* Exercise objective
Copy the listing below word for word, leaving out the pictures.

* Data lines
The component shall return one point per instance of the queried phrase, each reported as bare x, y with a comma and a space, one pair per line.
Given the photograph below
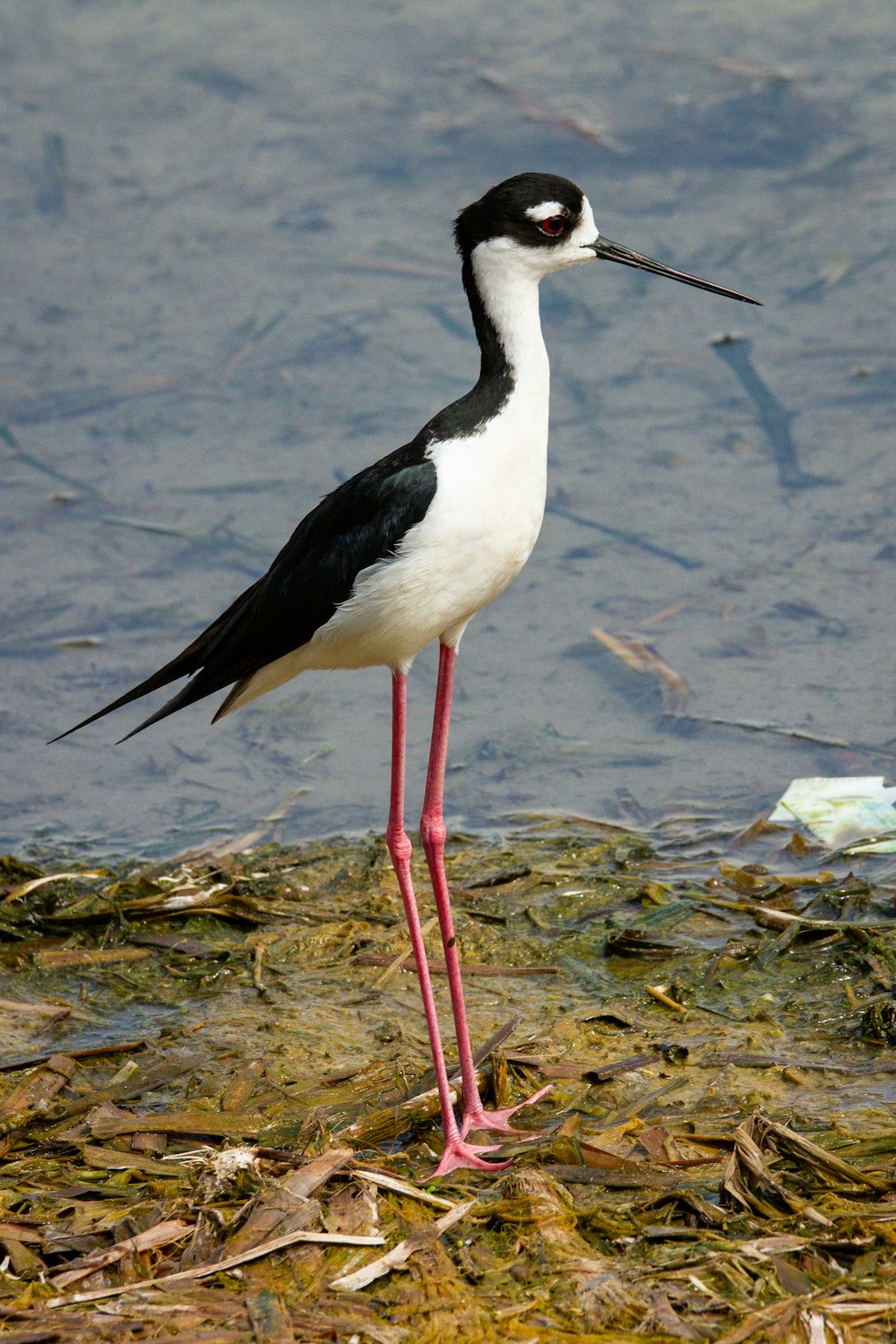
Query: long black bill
606, 250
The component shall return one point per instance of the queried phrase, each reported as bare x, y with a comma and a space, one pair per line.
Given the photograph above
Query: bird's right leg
457, 1150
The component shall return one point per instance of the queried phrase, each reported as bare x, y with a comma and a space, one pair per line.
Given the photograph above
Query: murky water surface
228, 284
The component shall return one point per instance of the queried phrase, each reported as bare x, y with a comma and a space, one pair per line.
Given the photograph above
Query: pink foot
462, 1155
497, 1121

* Final result
The component shall return one point per instance of the queried phrase, each reported as bare x, y with a comma and a space, one pair per line.
Given the photograph below
Query: long black bill
606, 250
The component shall return one point per instance of the queried phrase, each reported as bare x, y with a comma and a space, one pair per line.
Given the photograph above
Query: bird's right leg
457, 1150
The component shall return one point per instance of the queried phrase, each reported as bare x, y with a comma and a space, one pair per line.
Given the photograph above
Query: murky water surface
228, 284
The component shall return one point per instance of the queried phrase, each reported as bare x, y with a comma and a space, one pair per line.
Given the photograph above
Query: pink foot
462, 1155
497, 1121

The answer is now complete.